TASK ITEM: How many lines of the data below contain the string "block"? Reply with the number alone.

STUDY MATERIAL:
--- START ---
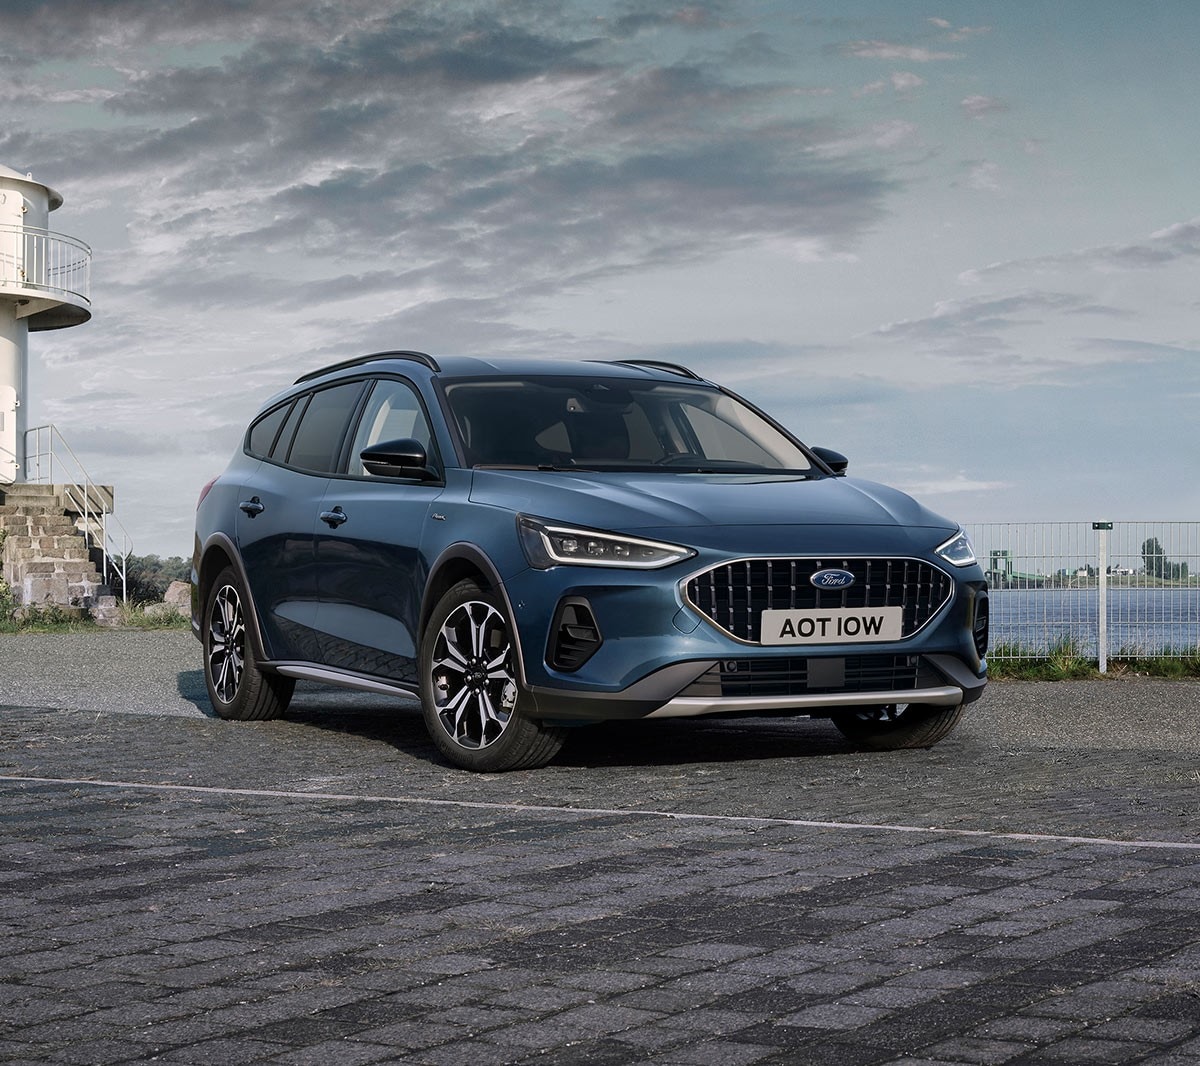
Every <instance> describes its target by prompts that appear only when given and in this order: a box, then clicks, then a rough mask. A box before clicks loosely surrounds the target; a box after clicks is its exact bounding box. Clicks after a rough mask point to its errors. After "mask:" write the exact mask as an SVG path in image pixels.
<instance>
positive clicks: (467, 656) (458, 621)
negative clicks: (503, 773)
mask: <svg viewBox="0 0 1200 1066" xmlns="http://www.w3.org/2000/svg"><path fill="white" fill-rule="evenodd" d="M430 671H431V681H432V682H433V697H434V703H436V707H437V714H438V719H439V721H440V723H442V727H443V729H444V730H445V732H446V735H448V736H449V737H450V738H451V739H452V741H454V742H455V743H456V744H458V745H461V747H463V748H472V749H478V748H486V747H488V745H490V744H493V743H496V741H498V739H499V738H500V736H502V735H503V733H504V730H505V727H506V726H508V724H509V723H510V721H511V720H512V712H514V708H515V707H516V701H517V685H516V677H515V673H514V667H512V640H511V636H510V634H509V627H508V623H506V622H505V619H504V616H503V615H502V613H500V612H499V611H498V610H496V607H493V606H492V605H491V604H486V603H482V601H481V600H472V601H469V603H464V604H461V605H460V606H457V607H455V609H454V610H452V611H451V612H450V615H449V616H448V617H446V619H445V622H444V623H443V624H442V629H440V630H439V631H438V636H437V642H436V643H434V647H433V657H432V663H431V665H430Z"/></svg>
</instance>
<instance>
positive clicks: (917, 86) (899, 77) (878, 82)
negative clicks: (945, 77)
mask: <svg viewBox="0 0 1200 1066" xmlns="http://www.w3.org/2000/svg"><path fill="white" fill-rule="evenodd" d="M924 84H925V79H924V78H922V77H920V76H919V74H914V73H912V72H911V71H894V72H893V73H892V76H890V77H889V78H887V79H883V80H878V82H871V83H870V84H869V85H864V86H863V88H862V89H857V90H854V96H872V95H875V94H878V92H884V91H887V89H888V88H890V89H893V90H894V91H895V92H901V94H904V92H911V91H912V90H913V89H919V88H920V86H922V85H924Z"/></svg>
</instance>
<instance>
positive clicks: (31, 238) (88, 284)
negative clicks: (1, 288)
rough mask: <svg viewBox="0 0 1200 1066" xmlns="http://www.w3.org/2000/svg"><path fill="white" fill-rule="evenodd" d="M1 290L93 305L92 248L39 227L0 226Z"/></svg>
mask: <svg viewBox="0 0 1200 1066" xmlns="http://www.w3.org/2000/svg"><path fill="white" fill-rule="evenodd" d="M0 288H24V289H36V291H38V292H46V293H49V294H54V295H67V297H73V298H74V299H77V300H82V301H83V303H85V304H90V303H91V295H90V294H91V248H90V247H88V245H85V244H84V242H83V241H82V240H77V239H76V238H73V236H67V235H66V234H62V233H53V232H50V230H49V229H41V228H38V227H35V226H12V224H4V226H0Z"/></svg>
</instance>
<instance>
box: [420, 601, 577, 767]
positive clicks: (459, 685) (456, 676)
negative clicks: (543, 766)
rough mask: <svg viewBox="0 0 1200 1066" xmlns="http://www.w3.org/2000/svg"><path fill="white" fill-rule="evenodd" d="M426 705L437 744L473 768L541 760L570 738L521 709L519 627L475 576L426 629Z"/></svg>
mask: <svg viewBox="0 0 1200 1066" xmlns="http://www.w3.org/2000/svg"><path fill="white" fill-rule="evenodd" d="M421 708H422V712H424V714H425V724H426V726H427V727H428V731H430V736H431V737H432V738H433V742H434V743H436V744H437V745H438V749H439V750H440V751H442V753H443V754H444V755H445V756H446V757H448V759H450V760H451V761H452V762H455V763H457V765H458V766H462V767H466V768H468V769H484V771H500V769H518V768H532V767H534V766H541V765H544V763H546V762H548V761H550V760H551V759H552V757H553V756H554V755H556V754H557V753H558V749H559V748H560V747H562V744H563V731H562V730H559V729H553V727H550V726H544V725H541V724H540V723H539V721H536V720H534V719H532V718H529V717H527V715H526V714H523V713H522V709H521V696H520V687H518V681H517V652H516V648H515V646H514V635H512V627H511V624H510V622H509V618H508V615H506V613H505V607H504V604H503V603H502V601H500V600H499V599H498V598H497V597H496V595H494V594H493V593H491V592H490V591H485V589H482V588H480V587H479V586H478V585H476V583H475V582H474V581H461V582H460V583H458V585H456V586H455V587H454V588H451V589H450V591H449V592H446V593H445V595H443V597H442V600H440V601H439V603H438V605H437V607H436V609H434V611H433V616H432V617H431V618H430V623H428V625H427V627H426V630H425V639H424V640H422V641H421Z"/></svg>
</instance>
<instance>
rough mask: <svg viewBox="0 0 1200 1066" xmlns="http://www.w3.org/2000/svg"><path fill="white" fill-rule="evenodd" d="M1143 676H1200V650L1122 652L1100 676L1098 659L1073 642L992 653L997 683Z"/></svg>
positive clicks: (1177, 676) (1117, 652) (993, 677)
mask: <svg viewBox="0 0 1200 1066" xmlns="http://www.w3.org/2000/svg"><path fill="white" fill-rule="evenodd" d="M1139 675H1142V676H1147V677H1166V678H1181V679H1182V678H1189V677H1200V649H1196V648H1163V651H1162V653H1160V654H1157V655H1154V654H1147V653H1145V652H1136V651H1128V649H1122V651H1120V652H1117V653H1116V654H1114V655H1110V657H1109V661H1108V671H1106V672H1105V673H1100V664H1099V660H1098V659H1092V658H1088V657H1087V655H1085V654H1084V653H1082V652H1080V649H1079V647H1078V646H1076V645H1075V643H1074V642H1073V641H1070V640H1062V641H1058V642H1056V643H1055V645H1052V646H1051V647H1050V649H1049V651H1046V652H1033V651H1031V649H1030V648H1024V647H1020V646H1018V645H997V646H996V647H994V648H991V649H990V651H989V653H988V677H989V678H991V679H994V681H1081V679H1087V678H1105V677H1108V678H1112V677H1130V676H1139Z"/></svg>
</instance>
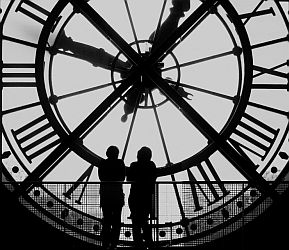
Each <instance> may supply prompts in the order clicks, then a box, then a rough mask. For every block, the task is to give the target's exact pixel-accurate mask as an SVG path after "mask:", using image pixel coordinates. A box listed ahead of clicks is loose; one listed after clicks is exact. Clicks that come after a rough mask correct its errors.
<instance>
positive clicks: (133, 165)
mask: <svg viewBox="0 0 289 250" xmlns="http://www.w3.org/2000/svg"><path fill="white" fill-rule="evenodd" d="M137 165H138V162H136V161H133V162H132V163H131V164H130V167H131V168H132V167H136V166H137Z"/></svg>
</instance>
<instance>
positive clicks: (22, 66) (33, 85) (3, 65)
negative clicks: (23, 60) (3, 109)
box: [2, 63, 36, 87]
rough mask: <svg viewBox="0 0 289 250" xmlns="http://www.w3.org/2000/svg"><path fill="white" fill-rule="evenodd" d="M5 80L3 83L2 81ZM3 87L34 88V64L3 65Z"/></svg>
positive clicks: (2, 76) (34, 73)
mask: <svg viewBox="0 0 289 250" xmlns="http://www.w3.org/2000/svg"><path fill="white" fill-rule="evenodd" d="M5 78H6V79H7V81H5V80H4V79H5ZM2 86H3V87H36V80H35V64H34V63H4V64H3V73H2Z"/></svg>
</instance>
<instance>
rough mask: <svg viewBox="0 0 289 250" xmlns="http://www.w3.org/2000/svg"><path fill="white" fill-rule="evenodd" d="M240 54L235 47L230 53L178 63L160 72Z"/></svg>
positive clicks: (241, 50)
mask: <svg viewBox="0 0 289 250" xmlns="http://www.w3.org/2000/svg"><path fill="white" fill-rule="evenodd" d="M241 52H242V49H241V48H239V47H237V48H234V49H233V50H230V51H227V52H223V53H219V54H216V55H212V56H208V57H204V58H200V59H196V60H193V61H189V62H185V63H180V64H179V65H176V66H171V67H167V68H163V69H162V70H161V71H162V72H165V71H168V70H172V69H176V68H178V67H180V68H182V67H187V66H191V65H195V64H198V63H203V62H207V61H211V60H214V59H218V58H222V57H225V56H229V55H240V54H241Z"/></svg>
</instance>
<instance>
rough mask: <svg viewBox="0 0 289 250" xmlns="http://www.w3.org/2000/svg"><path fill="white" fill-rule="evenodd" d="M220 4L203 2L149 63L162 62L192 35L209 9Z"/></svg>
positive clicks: (163, 45)
mask: <svg viewBox="0 0 289 250" xmlns="http://www.w3.org/2000/svg"><path fill="white" fill-rule="evenodd" d="M219 4H220V2H219V1H217V0H207V1H205V2H203V3H202V4H201V5H200V6H199V7H198V8H197V9H196V10H195V11H194V12H193V13H192V14H191V15H190V16H189V17H188V18H187V19H186V20H185V21H184V22H183V23H182V24H181V25H180V26H179V27H178V28H177V29H176V30H174V31H173V32H172V34H171V35H170V36H169V37H168V38H167V39H165V40H164V41H163V43H161V44H160V45H159V46H158V47H157V48H156V49H155V51H153V53H152V55H151V56H150V58H149V61H148V62H149V63H152V62H155V61H157V60H159V61H161V60H163V59H164V58H165V57H166V55H168V54H169V52H171V51H173V50H174V49H175V48H176V47H177V46H178V45H179V44H180V43H181V42H182V41H184V40H185V38H186V37H187V36H188V35H189V34H190V33H192V32H193V31H194V30H195V29H196V28H197V27H198V26H199V25H200V24H201V23H202V22H203V21H204V20H205V19H206V18H207V17H208V16H209V15H210V9H211V8H213V6H214V7H217V6H218V5H219Z"/></svg>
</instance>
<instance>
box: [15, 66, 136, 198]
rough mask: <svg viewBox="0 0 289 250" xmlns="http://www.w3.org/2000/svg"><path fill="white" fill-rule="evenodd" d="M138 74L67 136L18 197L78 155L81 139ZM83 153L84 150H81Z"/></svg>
mask: <svg viewBox="0 0 289 250" xmlns="http://www.w3.org/2000/svg"><path fill="white" fill-rule="evenodd" d="M136 76H137V72H136V71H134V72H132V73H131V75H130V76H129V77H128V78H127V79H126V80H125V81H124V82H123V83H122V84H121V85H120V86H119V87H117V88H116V90H115V91H114V92H112V93H111V94H110V95H109V96H108V97H107V98H106V99H105V100H104V101H103V102H102V103H101V104H100V105H99V106H97V107H96V108H95V109H94V110H93V111H92V112H91V113H90V115H89V116H87V117H86V119H84V121H83V122H81V123H80V124H79V125H78V126H77V127H76V128H75V130H74V131H72V132H71V133H70V134H69V135H66V136H65V137H64V139H63V140H62V142H61V143H60V144H59V145H58V146H57V147H56V148H55V149H54V150H53V151H52V152H51V153H50V154H49V155H48V156H47V157H46V158H45V159H44V160H43V161H42V162H41V163H40V164H39V165H38V166H37V167H36V168H35V169H34V170H33V171H32V172H31V173H30V175H29V176H28V177H27V178H26V179H25V180H24V181H23V182H22V183H21V184H19V186H18V187H17V188H16V189H15V191H14V193H15V194H16V195H18V196H19V195H22V194H23V193H25V192H29V190H31V188H33V186H34V185H37V182H39V181H41V180H42V179H43V178H44V177H45V176H46V175H47V174H48V173H50V172H51V171H52V170H53V169H54V168H55V167H56V166H57V164H58V163H59V161H61V160H59V159H62V158H63V156H65V155H66V154H67V152H68V151H70V150H73V151H75V152H76V153H77V152H79V149H80V148H81V147H82V145H81V140H80V138H81V139H83V135H84V134H86V132H87V131H88V130H90V128H91V127H93V126H94V124H95V123H97V121H98V120H99V119H101V117H102V115H103V114H104V113H105V112H106V110H109V109H110V107H111V106H112V105H113V104H114V103H115V102H116V101H118V100H119V98H120V96H122V95H123V94H124V93H125V92H126V91H127V90H128V88H129V87H130V86H131V82H133V81H134V80H135V78H136ZM80 151H83V150H80ZM89 159H90V161H91V164H93V165H96V164H97V161H96V160H95V158H94V157H90V158H89Z"/></svg>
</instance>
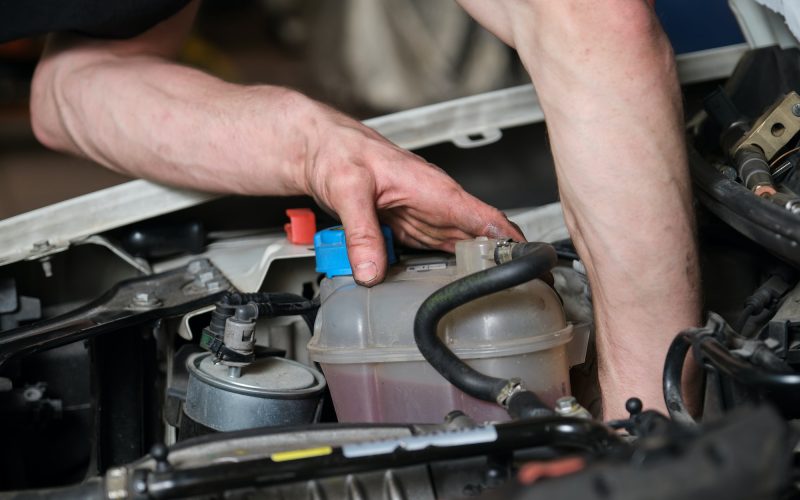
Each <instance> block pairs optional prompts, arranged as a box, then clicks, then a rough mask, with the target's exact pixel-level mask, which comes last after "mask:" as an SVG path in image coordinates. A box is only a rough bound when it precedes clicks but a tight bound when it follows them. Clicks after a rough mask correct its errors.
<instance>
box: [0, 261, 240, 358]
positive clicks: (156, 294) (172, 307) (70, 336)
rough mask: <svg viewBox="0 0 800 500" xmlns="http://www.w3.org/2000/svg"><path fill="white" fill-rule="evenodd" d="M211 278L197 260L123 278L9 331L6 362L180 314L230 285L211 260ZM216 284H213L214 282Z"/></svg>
mask: <svg viewBox="0 0 800 500" xmlns="http://www.w3.org/2000/svg"><path fill="white" fill-rule="evenodd" d="M196 262H202V263H203V266H204V268H206V269H207V270H206V271H204V274H205V275H207V277H208V279H207V280H203V279H201V278H202V277H203V276H202V275H198V273H196V272H194V268H196V267H198V266H195V265H194V263H190V264H189V265H188V266H186V267H183V268H179V269H174V270H172V271H167V272H164V273H161V274H156V275H151V276H145V277H142V278H134V279H130V280H127V281H123V282H121V283H119V284H118V285H116V286H115V287H114V288H113V289H112V290H110V291H108V292H107V293H106V294H105V295H103V296H102V297H100V298H99V299H97V300H95V301H93V302H91V303H90V304H87V305H85V306H83V307H81V308H78V309H77V310H75V311H73V312H71V313H68V314H65V315H63V316H59V317H55V318H51V319H48V320H45V321H41V322H38V323H35V324H32V325H30V326H25V327H21V328H17V329H14V330H10V331H8V332H4V333H3V335H2V336H0V365H2V364H3V363H5V362H6V361H8V360H9V359H11V358H12V357H14V356H18V355H25V354H30V353H34V352H38V351H42V350H45V349H48V348H51V347H56V346H60V345H64V344H69V343H71V342H76V341H78V340H83V339H86V338H89V337H92V336H95V335H99V334H101V333H105V332H109V331H114V330H119V329H121V328H125V327H129V326H132V325H141V324H144V323H146V322H148V321H153V320H157V319H159V318H164V317H169V316H178V315H182V314H185V313H187V312H190V311H192V310H195V309H197V308H199V307H203V306H205V305H207V304H210V303H214V302H215V301H216V300H217V299H218V298H219V297H220V296H221V295H222V294H223V293H224V292H225V290H226V289H227V288H228V287H229V286H230V285H229V284H228V281H227V280H226V279H225V277H224V276H223V275H222V273H220V272H219V271H218V270H217V269H216V268H214V267H213V266H211V264H210V263H209V262H208V261H207V260H202V261H196ZM212 283H213V284H214V286H209V285H210V284H212Z"/></svg>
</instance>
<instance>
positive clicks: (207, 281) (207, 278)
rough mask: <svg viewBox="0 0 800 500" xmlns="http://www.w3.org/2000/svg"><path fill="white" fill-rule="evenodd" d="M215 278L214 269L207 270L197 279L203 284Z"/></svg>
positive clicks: (203, 284)
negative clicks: (210, 270)
mask: <svg viewBox="0 0 800 500" xmlns="http://www.w3.org/2000/svg"><path fill="white" fill-rule="evenodd" d="M213 279H214V272H213V271H206V272H204V273H202V274H199V275H198V276H197V280H198V281H199V282H200V284H201V285H204V284H206V283H207V282H209V281H211V280H213Z"/></svg>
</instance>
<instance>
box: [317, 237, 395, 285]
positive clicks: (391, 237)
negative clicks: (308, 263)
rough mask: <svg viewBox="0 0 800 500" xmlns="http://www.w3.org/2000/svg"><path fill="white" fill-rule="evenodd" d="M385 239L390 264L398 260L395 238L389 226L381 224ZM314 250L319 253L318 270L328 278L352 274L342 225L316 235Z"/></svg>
mask: <svg viewBox="0 0 800 500" xmlns="http://www.w3.org/2000/svg"><path fill="white" fill-rule="evenodd" d="M381 232H382V233H383V241H384V243H385V244H386V257H387V259H388V261H389V264H390V265H391V264H394V263H395V262H397V256H396V255H395V253H394V239H393V238H392V230H391V229H389V226H385V225H383V224H381ZM314 251H315V252H316V255H317V272H318V273H325V275H326V276H327V277H328V278H333V277H334V276H352V275H353V269H352V267H350V259H349V258H347V242H346V240H345V236H344V228H343V227H342V226H336V227H330V228H328V229H323V230H322V231H319V232H318V233H317V234H315V235H314Z"/></svg>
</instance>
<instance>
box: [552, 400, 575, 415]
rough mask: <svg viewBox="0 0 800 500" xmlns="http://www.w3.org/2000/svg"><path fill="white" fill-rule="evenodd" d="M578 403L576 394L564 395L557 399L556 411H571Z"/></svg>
mask: <svg viewBox="0 0 800 500" xmlns="http://www.w3.org/2000/svg"><path fill="white" fill-rule="evenodd" d="M577 404H578V400H577V399H575V397H574V396H564V397H563V398H558V400H556V412H558V413H561V412H569V411H572V409H573V408H575V406H576V405H577Z"/></svg>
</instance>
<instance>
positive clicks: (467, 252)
mask: <svg viewBox="0 0 800 500" xmlns="http://www.w3.org/2000/svg"><path fill="white" fill-rule="evenodd" d="M494 245H495V241H494V240H487V239H481V240H477V241H470V242H464V243H459V245H458V247H457V255H458V259H459V265H456V259H453V258H452V257H450V256H445V255H442V256H426V257H423V258H416V259H410V260H401V261H400V262H399V263H398V264H397V265H395V266H393V267H392V268H391V270H390V272H389V275H388V276H387V278H386V280H385V281H384V283H382V284H380V285H377V286H375V287H372V288H365V287H362V286H359V285H357V284H356V283H355V282H354V281H353V279H352V277H350V276H338V277H334V278H326V279H324V280H323V281H322V283H321V290H320V294H321V300H322V307H321V309H320V312H319V315H318V316H317V322H316V324H315V327H314V336H313V337H312V339H311V342H310V343H309V346H308V348H309V353H310V356H311V358H312V359H313V360H314V361H316V362H318V363H320V365H321V366H322V370H323V372H324V374H325V377H326V378H327V382H328V385H329V387H330V390H331V394H332V397H333V403H334V406H335V408H336V414H337V416H338V418H339V420H340V421H341V422H416V423H428V422H430V423H433V422H441V421H442V420H443V419H444V416H445V415H446V414H447V413H448V412H450V411H452V410H461V411H463V412H464V413H466V414H467V415H469V416H471V417H472V418H474V419H475V420H477V421H489V420H492V421H499V420H507V419H508V418H509V417H508V415H507V413H506V412H505V410H503V409H502V408H500V407H499V406H497V405H496V404H494V403H487V402H483V401H479V400H477V399H474V398H472V397H470V396H467V395H466V394H464V393H462V392H461V391H460V390H458V389H456V388H455V387H454V386H452V385H451V384H450V383H449V382H447V381H446V380H445V379H444V378H443V377H442V376H441V375H439V374H438V373H437V372H436V370H434V369H433V367H431V366H430V365H429V364H428V363H427V361H425V359H424V358H423V357H422V355H421V354H420V352H419V350H418V349H417V347H416V344H415V342H414V331H413V323H414V317H415V315H416V313H417V310H418V309H419V306H420V304H422V302H423V301H424V300H425V299H426V298H427V297H428V296H429V295H430V294H431V293H433V292H434V291H436V290H438V289H439V288H441V287H442V286H444V285H446V284H448V283H450V282H451V281H453V280H455V279H457V278H459V277H460V276H462V275H464V274H468V273H470V272H475V271H477V270H480V269H482V268H485V267H489V266H492V265H494V263H493V260H492V256H491V252H492V251H493V249H494ZM439 336H440V338H442V339H443V340H444V342H446V344H447V345H448V346H449V347H450V349H451V350H453V352H454V353H455V354H457V355H458V356H459V357H460V358H461V359H462V360H464V361H466V362H467V363H468V364H470V365H471V366H473V367H474V368H476V369H478V370H479V371H481V372H483V373H486V374H488V375H492V376H496V377H504V378H511V377H519V378H521V379H522V380H523V382H524V383H525V385H526V387H527V388H528V389H531V390H534V391H535V392H537V393H538V394H539V395H540V396H541V397H542V399H544V401H545V402H548V403H550V404H552V403H554V402H555V400H556V399H558V398H559V397H561V396H564V395H566V394H568V393H569V391H570V387H569V367H570V366H571V365H572V364H576V363H579V362H582V361H583V360H582V359H576V358H577V357H581V358H582V354H581V351H584V350H585V345H584V346H583V349H580V348H579V349H574V348H573V349H568V343H570V341H571V340H573V336H574V331H573V327H572V325H569V324H567V322H566V320H565V319H564V312H563V309H562V306H561V302H560V300H559V298H558V296H557V295H556V293H555V292H554V291H553V289H552V288H550V286H548V285H547V284H545V283H544V282H542V281H539V280H534V281H532V282H530V283H526V284H524V285H521V286H518V287H515V288H513V289H509V290H504V291H501V292H498V293H495V294H493V295H490V296H487V297H484V298H481V299H479V300H476V301H474V302H471V303H469V304H466V305H464V306H462V307H460V308H458V309H456V310H454V311H452V312H451V313H449V314H448V315H447V316H445V317H444V318H443V320H442V321H441V322H440V325H439ZM583 342H584V344H585V339H583ZM576 352H578V353H579V354H578V356H576V355H575V353H576ZM570 353H571V354H570Z"/></svg>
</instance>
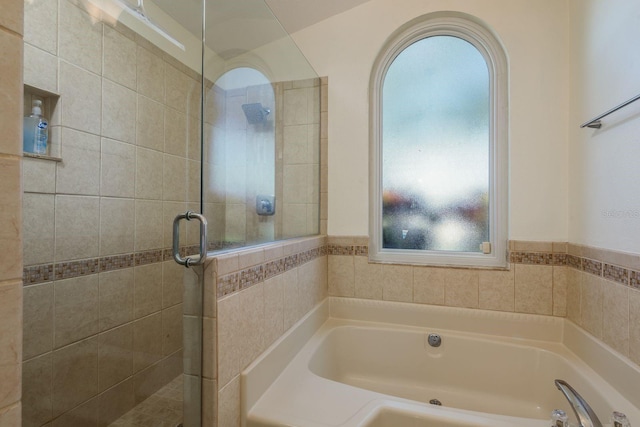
--- END ---
REPLY TO THE EXERCISE: 2